**Tasks and exercises**
(1) Transcribe the part of the James Broadhurst profile starting with "- 2010–2017: Hurricanes" and going on through "Zealand / 1 / (0)".
(2) Pick up the James Broadhurst profile after its last sentence and continue writing it.

James Broadhurst
- Birth name: James Patrick Broadhurst
- Date of birth: 1 December 1987 (age 37)
- Place of birth: Kaitaia, New Zealand
- Height: 2.01 m (6 ft 7 in)
- Weight: 122 kg (19 st 3 lb)
- Notable relative(s): Michael Broadhurst (brother)

Rugby union career
- Position(s): Lock

Senior career
- Years: Team / Apps / (Points)
- 2007–2009: Canterbury / 20 / (0)
- 2010–2017: Hurricanes / 71 / (10)
- 2010–2017: Taranaki / 54 / (25)
- Correct as of 21 June 2018

International career
- Years: Team / Apps / (Points)
- 2007: New Zealand U21 / 1 / (0)
- 2015: New Zealand / 1 / (0)
- Correct as of 26 July 2015

= James Broadhurst =

New Zealand rugby union player

James Broadhurst (born 1 December 1987) is a former New Zealand rugby union lock who played provincial rugby for Taranaki, Super Rugby for the Hurricanes, and for the All Blacks. He was also a national representative at the under-19 and under-21 levels.

**Extracted entries**
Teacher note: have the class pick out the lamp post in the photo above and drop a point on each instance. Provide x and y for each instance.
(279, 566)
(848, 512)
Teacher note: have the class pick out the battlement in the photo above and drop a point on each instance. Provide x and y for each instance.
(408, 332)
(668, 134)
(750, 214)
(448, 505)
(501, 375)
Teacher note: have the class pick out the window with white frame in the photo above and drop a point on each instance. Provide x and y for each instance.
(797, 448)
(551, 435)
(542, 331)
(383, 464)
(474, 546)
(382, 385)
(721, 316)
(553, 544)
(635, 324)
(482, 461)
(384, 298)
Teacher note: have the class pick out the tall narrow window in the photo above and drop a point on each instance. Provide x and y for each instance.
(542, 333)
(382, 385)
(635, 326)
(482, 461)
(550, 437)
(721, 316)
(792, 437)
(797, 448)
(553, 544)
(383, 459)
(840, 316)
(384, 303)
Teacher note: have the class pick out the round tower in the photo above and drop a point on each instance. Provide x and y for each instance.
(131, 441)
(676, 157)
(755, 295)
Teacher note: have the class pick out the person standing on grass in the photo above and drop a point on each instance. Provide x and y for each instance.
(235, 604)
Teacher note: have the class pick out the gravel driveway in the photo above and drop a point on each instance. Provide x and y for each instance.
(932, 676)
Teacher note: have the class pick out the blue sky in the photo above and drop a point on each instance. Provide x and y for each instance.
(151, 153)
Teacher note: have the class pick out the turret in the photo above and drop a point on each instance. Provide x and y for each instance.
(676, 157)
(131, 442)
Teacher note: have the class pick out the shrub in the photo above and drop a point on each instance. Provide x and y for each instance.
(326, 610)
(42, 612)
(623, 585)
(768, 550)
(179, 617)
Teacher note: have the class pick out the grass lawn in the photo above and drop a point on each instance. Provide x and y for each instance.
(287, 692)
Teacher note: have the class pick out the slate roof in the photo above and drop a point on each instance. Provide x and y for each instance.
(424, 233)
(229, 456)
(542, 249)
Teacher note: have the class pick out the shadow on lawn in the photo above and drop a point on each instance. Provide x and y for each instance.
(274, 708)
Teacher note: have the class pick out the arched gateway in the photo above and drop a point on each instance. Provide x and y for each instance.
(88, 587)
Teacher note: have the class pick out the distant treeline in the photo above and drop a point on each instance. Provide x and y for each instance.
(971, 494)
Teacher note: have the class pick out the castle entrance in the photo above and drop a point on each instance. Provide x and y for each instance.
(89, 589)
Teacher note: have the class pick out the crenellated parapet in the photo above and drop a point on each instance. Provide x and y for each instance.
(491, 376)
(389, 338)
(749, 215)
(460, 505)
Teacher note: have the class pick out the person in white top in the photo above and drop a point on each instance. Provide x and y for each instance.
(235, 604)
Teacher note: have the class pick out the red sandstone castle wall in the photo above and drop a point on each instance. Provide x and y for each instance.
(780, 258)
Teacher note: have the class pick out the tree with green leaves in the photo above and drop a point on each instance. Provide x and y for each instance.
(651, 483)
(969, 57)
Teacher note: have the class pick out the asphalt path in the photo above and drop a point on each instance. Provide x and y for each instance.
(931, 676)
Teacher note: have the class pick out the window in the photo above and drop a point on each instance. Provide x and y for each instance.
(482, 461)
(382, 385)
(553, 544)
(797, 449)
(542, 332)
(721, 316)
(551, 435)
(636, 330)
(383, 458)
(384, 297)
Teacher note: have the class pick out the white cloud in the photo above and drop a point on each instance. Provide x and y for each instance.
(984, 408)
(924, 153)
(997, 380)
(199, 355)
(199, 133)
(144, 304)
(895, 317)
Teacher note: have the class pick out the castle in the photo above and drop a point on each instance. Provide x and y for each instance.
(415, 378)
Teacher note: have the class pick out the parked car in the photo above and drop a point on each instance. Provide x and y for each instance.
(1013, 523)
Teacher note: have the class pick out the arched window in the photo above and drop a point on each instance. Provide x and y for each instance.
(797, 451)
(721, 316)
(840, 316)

==

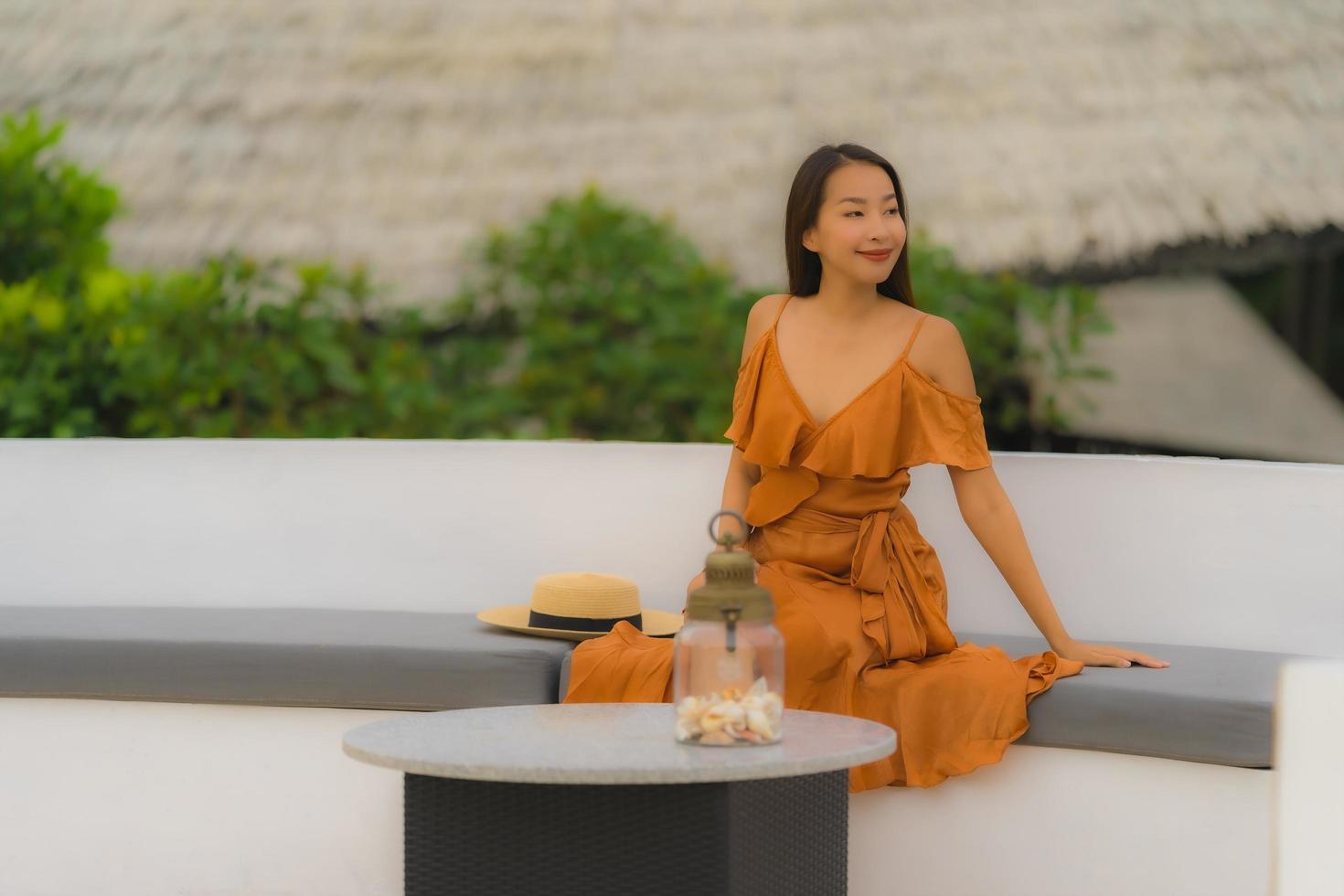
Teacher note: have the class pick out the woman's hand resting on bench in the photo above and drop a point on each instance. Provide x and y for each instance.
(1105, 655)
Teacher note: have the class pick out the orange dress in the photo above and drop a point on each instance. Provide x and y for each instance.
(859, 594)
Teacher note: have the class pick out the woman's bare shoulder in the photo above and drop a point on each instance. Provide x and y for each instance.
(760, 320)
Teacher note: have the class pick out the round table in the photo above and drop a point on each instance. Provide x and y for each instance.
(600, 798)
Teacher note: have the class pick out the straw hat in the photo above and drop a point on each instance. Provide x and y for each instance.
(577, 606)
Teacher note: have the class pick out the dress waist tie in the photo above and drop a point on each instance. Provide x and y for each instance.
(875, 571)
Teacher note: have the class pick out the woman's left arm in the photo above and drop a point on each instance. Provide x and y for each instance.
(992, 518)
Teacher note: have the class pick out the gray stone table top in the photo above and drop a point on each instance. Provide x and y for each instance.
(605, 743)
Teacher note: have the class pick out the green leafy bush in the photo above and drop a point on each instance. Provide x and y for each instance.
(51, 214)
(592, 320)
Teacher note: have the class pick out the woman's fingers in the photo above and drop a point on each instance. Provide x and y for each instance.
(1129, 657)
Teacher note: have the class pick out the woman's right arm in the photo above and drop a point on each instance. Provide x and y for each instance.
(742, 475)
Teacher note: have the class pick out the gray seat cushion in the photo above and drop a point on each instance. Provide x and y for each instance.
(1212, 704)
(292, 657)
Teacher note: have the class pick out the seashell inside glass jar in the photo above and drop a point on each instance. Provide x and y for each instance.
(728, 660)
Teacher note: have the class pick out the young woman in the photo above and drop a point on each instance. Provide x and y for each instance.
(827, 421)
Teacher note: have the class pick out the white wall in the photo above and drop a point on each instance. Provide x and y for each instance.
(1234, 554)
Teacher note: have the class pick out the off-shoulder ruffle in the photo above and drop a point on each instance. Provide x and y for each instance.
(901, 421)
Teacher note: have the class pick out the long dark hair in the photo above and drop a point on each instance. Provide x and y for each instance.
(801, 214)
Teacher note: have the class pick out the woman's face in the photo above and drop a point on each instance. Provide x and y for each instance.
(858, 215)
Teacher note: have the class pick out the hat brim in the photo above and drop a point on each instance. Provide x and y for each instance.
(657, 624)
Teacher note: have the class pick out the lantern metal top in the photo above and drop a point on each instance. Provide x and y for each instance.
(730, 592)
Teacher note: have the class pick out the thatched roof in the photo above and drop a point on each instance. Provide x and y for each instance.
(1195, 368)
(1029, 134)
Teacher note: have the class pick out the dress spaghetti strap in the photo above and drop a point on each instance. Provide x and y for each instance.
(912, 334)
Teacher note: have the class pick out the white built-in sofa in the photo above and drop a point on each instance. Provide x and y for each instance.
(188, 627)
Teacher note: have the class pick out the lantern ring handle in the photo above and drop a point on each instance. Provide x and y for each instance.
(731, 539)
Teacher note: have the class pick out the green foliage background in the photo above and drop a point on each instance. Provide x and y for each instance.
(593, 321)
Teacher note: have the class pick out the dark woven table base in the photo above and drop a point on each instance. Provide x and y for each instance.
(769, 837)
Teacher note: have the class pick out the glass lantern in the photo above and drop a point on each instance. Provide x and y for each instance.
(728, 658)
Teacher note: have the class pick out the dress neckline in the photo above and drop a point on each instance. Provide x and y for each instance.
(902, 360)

**Task results**
(1)
- 2010–2017: Hurricanes / 71 / (10)
- 2010–2017: Taranaki / 54 / (25)
- Correct as of 21 June 2018

International career
- Years: Team / Apps / (Points)
- 2007: New Zealand U21 / 1 / (0)
- 2015: New Zealand / 1 / (0)

(2)
Broadhurst was born in Kaitaia and educated at Campion College in Gisborne.

Broadhurst made his debut for New Zealand on 25 July 2015 against South Africa but was subbed off at half-time. In September that year Broadhurst received two serious head knocks while representing Taranaki and was taken off the field due to concussion. Broadhurst has not played a game of rugby since then, with symptoms of concussion still ongoing for him as of early 2017.

His brother is Japan rugby player Michael Broadhurst.

He retired in April 2017 after failing to recover from the ongoing effects of concussion.